Once the line containing "If you could tag the player's" is found in the data below, output that line and every line after it through the last, unchanged and with nothing else.

Source data Start Marker

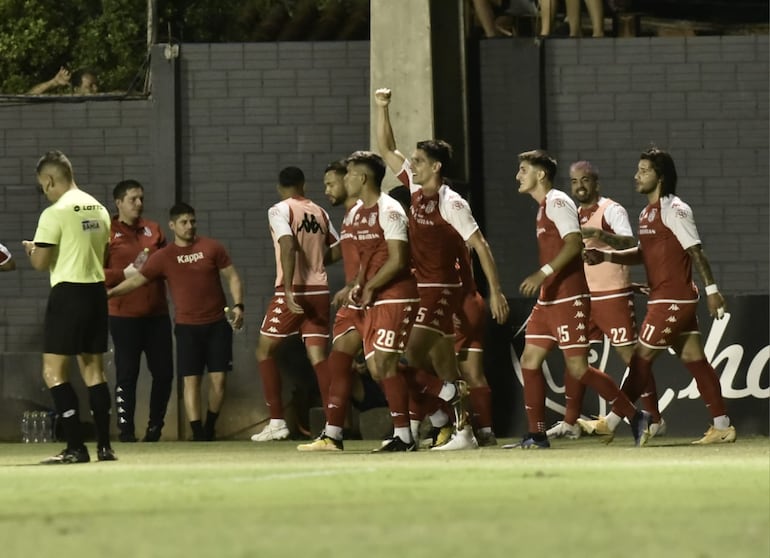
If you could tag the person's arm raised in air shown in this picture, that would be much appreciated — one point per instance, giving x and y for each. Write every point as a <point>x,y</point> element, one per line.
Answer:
<point>386,142</point>
<point>61,79</point>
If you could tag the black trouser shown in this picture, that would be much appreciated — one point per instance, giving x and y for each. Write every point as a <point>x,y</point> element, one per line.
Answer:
<point>150,335</point>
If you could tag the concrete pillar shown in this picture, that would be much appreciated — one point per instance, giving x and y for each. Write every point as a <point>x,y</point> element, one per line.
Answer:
<point>401,59</point>
<point>417,50</point>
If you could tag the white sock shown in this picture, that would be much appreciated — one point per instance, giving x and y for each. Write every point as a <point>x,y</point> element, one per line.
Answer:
<point>414,426</point>
<point>404,433</point>
<point>439,419</point>
<point>447,392</point>
<point>334,432</point>
<point>612,420</point>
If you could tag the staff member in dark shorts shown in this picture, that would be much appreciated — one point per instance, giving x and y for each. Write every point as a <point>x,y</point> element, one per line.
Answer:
<point>139,322</point>
<point>71,242</point>
<point>192,266</point>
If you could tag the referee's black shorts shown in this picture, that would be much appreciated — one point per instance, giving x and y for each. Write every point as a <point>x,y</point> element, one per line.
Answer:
<point>204,347</point>
<point>76,319</point>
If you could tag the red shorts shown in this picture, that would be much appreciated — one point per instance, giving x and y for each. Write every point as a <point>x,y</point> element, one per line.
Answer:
<point>666,321</point>
<point>612,314</point>
<point>564,323</point>
<point>387,326</point>
<point>470,323</point>
<point>347,318</point>
<point>437,308</point>
<point>313,325</point>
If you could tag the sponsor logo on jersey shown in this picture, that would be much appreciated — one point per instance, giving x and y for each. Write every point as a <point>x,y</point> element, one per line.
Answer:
<point>309,224</point>
<point>190,258</point>
<point>87,208</point>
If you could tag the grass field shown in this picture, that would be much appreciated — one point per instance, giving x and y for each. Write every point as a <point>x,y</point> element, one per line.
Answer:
<point>241,499</point>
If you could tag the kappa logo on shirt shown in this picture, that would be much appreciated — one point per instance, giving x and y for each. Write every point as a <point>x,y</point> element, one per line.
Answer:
<point>189,258</point>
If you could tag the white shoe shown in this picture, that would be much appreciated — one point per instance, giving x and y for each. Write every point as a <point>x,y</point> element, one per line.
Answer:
<point>463,439</point>
<point>658,428</point>
<point>563,430</point>
<point>271,432</point>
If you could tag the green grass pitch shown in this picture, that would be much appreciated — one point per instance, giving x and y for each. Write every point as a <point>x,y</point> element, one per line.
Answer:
<point>241,499</point>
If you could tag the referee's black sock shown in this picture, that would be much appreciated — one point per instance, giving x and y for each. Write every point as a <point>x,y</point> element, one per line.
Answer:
<point>197,428</point>
<point>66,402</point>
<point>211,421</point>
<point>99,397</point>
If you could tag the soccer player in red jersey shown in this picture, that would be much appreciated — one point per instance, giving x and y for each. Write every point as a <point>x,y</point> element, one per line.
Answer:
<point>669,246</point>
<point>303,237</point>
<point>612,295</point>
<point>560,316</point>
<point>376,228</point>
<point>439,220</point>
<point>192,266</point>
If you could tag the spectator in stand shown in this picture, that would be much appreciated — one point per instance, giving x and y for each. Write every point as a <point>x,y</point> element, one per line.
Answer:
<point>84,83</point>
<point>7,263</point>
<point>595,11</point>
<point>139,321</point>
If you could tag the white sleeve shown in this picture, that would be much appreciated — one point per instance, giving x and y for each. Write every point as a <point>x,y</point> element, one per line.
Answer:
<point>678,217</point>
<point>457,212</point>
<point>392,219</point>
<point>563,212</point>
<point>617,218</point>
<point>5,254</point>
<point>278,217</point>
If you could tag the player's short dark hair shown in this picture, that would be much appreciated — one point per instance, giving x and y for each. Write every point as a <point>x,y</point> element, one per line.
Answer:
<point>337,167</point>
<point>371,161</point>
<point>541,159</point>
<point>179,209</point>
<point>291,177</point>
<point>59,161</point>
<point>437,150</point>
<point>120,189</point>
<point>663,165</point>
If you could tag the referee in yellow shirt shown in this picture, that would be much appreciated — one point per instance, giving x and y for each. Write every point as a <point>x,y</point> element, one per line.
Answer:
<point>70,242</point>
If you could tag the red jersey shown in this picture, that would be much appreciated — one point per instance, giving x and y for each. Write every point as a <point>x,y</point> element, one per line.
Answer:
<point>609,216</point>
<point>435,223</point>
<point>308,223</point>
<point>556,218</point>
<point>371,228</point>
<point>192,274</point>
<point>126,243</point>
<point>666,230</point>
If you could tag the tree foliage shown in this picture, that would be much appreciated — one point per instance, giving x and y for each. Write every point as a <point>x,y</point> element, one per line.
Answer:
<point>109,37</point>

Source data End Marker

> **Answer to this task**
If you could tag the player's short dark hair shown in this picture, that would be much appreciated — one point per instance, giving x and y for each. Write every point as a <point>x,y</point> element, one per line.
Answer:
<point>337,167</point>
<point>371,161</point>
<point>541,159</point>
<point>179,209</point>
<point>291,177</point>
<point>59,161</point>
<point>437,150</point>
<point>120,189</point>
<point>663,165</point>
If you could tag the referee in yellow shirt shown in this picture, that would be much appreciated — one point per instance, giving x and y for each. Write every point as a <point>x,y</point> element, one per line.
Answer:
<point>70,242</point>
If you could tag the red jersey shown in this picture, that would be much appreciated — one point per instance, giving x and y for each. Write every point as a <point>x,y</point> element, one per line.
Answer:
<point>609,216</point>
<point>435,223</point>
<point>308,223</point>
<point>556,218</point>
<point>371,228</point>
<point>192,274</point>
<point>126,243</point>
<point>666,230</point>
If you could tag the tree foliage shown in this picture, that would be much appreciated — one point per instance, giving x and y for each. Write every point as a <point>x,y</point> element, one per line.
Answer:
<point>109,37</point>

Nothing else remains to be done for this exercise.